• _Exercise objective_
The line with "target | building facade" marks the start; write out that line and all following lines through the end of the listing, exactly.

○ ○ ○ ○ ○

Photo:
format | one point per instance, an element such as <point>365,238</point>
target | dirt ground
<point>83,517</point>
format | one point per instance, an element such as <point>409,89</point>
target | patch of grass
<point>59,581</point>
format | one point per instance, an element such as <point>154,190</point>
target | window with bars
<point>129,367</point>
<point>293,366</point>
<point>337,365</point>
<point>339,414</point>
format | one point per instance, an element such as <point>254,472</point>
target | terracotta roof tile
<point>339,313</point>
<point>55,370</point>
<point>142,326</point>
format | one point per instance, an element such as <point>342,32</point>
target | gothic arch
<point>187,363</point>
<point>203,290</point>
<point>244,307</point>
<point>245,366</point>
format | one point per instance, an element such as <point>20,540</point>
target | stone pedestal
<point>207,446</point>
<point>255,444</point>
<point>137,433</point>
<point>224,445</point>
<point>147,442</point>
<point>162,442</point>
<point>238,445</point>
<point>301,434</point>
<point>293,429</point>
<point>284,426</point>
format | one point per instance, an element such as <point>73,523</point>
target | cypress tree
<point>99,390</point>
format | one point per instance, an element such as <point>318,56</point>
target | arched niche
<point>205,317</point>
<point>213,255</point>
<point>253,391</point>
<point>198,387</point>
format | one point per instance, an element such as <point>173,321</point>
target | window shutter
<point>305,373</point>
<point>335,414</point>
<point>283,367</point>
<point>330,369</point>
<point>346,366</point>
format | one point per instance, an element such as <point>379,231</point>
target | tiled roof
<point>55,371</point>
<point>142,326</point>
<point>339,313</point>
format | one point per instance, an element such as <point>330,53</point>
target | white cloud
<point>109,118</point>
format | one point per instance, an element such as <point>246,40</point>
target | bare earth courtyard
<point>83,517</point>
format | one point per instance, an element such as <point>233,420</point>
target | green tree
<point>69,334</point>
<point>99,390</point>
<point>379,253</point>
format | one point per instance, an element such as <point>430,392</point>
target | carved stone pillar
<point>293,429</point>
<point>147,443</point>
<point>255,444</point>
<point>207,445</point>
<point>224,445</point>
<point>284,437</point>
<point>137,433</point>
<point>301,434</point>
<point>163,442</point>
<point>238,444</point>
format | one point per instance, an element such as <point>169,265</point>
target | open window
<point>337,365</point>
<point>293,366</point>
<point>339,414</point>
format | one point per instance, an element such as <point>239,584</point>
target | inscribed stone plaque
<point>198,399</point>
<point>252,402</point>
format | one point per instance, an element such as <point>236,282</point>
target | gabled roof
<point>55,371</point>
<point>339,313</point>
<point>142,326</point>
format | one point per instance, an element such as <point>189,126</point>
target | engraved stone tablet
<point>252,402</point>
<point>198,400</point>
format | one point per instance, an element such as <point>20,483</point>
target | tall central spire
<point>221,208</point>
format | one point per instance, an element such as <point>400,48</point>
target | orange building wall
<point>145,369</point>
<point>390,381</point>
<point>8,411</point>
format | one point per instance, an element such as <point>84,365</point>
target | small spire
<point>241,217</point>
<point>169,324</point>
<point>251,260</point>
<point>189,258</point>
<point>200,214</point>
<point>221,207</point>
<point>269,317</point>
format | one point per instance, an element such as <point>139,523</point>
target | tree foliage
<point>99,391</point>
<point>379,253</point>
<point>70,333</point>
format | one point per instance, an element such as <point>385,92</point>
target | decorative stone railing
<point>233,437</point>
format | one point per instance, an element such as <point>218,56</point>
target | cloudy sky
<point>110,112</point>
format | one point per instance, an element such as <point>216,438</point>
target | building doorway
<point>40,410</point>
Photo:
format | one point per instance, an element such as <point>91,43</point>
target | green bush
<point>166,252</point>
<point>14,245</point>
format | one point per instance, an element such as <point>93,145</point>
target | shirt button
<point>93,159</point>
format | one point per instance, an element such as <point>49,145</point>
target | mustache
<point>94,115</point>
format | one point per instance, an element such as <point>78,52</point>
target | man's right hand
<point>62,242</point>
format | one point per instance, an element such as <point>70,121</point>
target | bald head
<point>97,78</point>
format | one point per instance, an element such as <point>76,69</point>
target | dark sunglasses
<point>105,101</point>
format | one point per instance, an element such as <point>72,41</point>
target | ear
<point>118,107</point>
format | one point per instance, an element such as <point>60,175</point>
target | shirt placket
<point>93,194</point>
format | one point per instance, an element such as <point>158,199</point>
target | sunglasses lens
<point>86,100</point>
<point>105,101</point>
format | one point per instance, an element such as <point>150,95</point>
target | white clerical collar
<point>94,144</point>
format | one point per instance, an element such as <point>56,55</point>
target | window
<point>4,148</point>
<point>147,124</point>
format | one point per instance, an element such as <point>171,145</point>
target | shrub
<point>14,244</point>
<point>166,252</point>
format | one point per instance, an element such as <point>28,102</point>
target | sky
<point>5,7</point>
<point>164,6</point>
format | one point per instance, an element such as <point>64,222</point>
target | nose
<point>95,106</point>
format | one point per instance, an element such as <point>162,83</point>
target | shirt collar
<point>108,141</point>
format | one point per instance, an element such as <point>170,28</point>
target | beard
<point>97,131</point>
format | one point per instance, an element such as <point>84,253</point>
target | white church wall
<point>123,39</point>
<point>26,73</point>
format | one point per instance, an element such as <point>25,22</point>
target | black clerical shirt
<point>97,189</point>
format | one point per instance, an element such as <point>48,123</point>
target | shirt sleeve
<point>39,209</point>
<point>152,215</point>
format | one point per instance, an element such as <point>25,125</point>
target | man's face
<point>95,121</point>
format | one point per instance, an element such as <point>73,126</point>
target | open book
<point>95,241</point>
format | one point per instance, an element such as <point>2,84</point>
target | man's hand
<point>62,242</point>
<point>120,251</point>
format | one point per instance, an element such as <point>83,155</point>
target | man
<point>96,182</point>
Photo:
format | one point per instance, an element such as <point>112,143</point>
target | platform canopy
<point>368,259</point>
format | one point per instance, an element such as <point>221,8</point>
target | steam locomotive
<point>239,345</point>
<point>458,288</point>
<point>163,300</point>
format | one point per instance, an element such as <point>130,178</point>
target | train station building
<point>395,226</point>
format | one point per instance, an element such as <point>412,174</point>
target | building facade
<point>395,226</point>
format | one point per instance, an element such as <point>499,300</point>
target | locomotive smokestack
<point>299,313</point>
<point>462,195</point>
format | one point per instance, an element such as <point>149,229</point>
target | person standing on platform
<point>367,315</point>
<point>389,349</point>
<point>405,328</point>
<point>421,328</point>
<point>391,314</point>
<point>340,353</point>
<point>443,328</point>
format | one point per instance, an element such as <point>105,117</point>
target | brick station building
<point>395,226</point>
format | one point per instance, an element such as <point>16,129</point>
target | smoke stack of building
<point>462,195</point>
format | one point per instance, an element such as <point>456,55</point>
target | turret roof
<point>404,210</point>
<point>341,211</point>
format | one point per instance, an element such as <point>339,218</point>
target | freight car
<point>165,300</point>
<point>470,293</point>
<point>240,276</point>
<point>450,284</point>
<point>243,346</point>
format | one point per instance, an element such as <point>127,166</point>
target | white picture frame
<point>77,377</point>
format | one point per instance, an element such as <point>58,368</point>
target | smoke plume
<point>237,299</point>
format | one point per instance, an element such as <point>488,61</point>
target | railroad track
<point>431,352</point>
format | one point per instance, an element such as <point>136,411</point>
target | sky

○ ○ ○ ○ ○

• _Output of the exercise_
target | building facade
<point>395,226</point>
format | one point per instance, an element such as <point>499,300</point>
target | locomotive smokestack
<point>299,313</point>
<point>462,195</point>
format | one point per instance, an element such as <point>149,229</point>
target | person standing on platform
<point>367,315</point>
<point>389,349</point>
<point>405,328</point>
<point>421,328</point>
<point>391,314</point>
<point>340,353</point>
<point>443,328</point>
format | one point per instance, an element such as <point>105,117</point>
target | brick station building
<point>395,226</point>
format | one point per instance, an element such as <point>16,129</point>
target | smoke stack of building
<point>462,195</point>
format | one point per instance, an element such as <point>456,55</point>
target | turret roof
<point>404,210</point>
<point>341,211</point>
format | one point per instance, an element such as <point>339,218</point>
target | freight car
<point>165,300</point>
<point>470,293</point>
<point>240,276</point>
<point>450,284</point>
<point>243,346</point>
format | one point per instance, an element such as <point>127,166</point>
target | white picture frame
<point>77,377</point>
format | one point per instance, an element such as <point>58,368</point>
target | smoke plume
<point>237,299</point>
format | one point per instance, an element such as <point>488,61</point>
target | railroad track
<point>431,352</point>
format | one point per instance, an element such as <point>136,411</point>
target | sky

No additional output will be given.